> Text extract
--- BEGIN ---

I was going to give this book a 4 star rating and be done with it. Anything else felt douchey. How could you give a book about a courageous girl who kept going and kept it together and raised two girls while in an unimaginably horrible situation anything LESS than 4 stars?

But then I thought about why I was giving the book (the BOOK, not the woman, the book) 4 stars. I was doing it out of pity and sympathy. The story of Jaycee Dugard is so horrifying and tragic that I wanted to give the book 4 stars just for that. (I couldn't bear to give it 5 stars, putting it right up there with the Count of Monte Cristo and White Teeth and the others. I thought 4 was more than fair as a pity vote.) And then I thought that going about it that way just wasn't fair. I was treating this book differently because the subject was so horrible and frightening - like giving any and every book about the Holocaust a 4 or 5 just because the Holocaust was so tragic.

So this is my honest rating. A 1 star rating. (After I wrote this review, when I was looking it over for the final time before submitting, I boosted it to a 2-star rating out of pity. I know.)

--- END ---

> Dataset section
--- BEGIN ---

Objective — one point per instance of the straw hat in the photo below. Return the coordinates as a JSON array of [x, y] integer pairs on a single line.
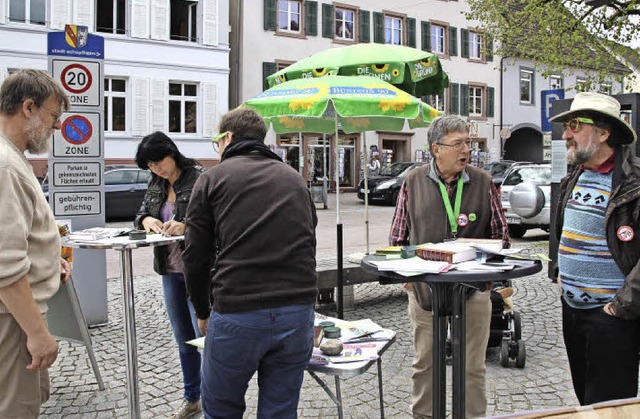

--- END ---

> Given problem
Write the next part of the review of the book about Jaycee Dugard, starting after its last sentence.

> Written response
The book flops around a lot. To her credit, Jaycee acknowledges this in the beginning and says it was all a part of her process. I have no quarrel with that whatsoever, but as a reader experiencing a book for the first time, it's distracting and cconfusing.

The book is also rambling, as if it could have benefited from a good editor. I do not enjoy rambling books. As for the writing style itself (I hate myself for saying this), it's juvenile and stilted. This is understandable: the girl was snatched away when she was 11, for crying out loud. She never had a chance to continue her schooling. But that doesn't change the writing style of the book; it just explains it. A co-writer or ghost-writer could have fixed this nicely, but I bet writing this was part of Jaycee's healing process, so again, it's understandable.

I know I come off as heartless. I know I sound like a terrible person. But I also felt pretty terrible giving this book a 4 star rating ONLY because I felt so sorry for the author and was so horrified by everything she had to endure at the hands of those monsters.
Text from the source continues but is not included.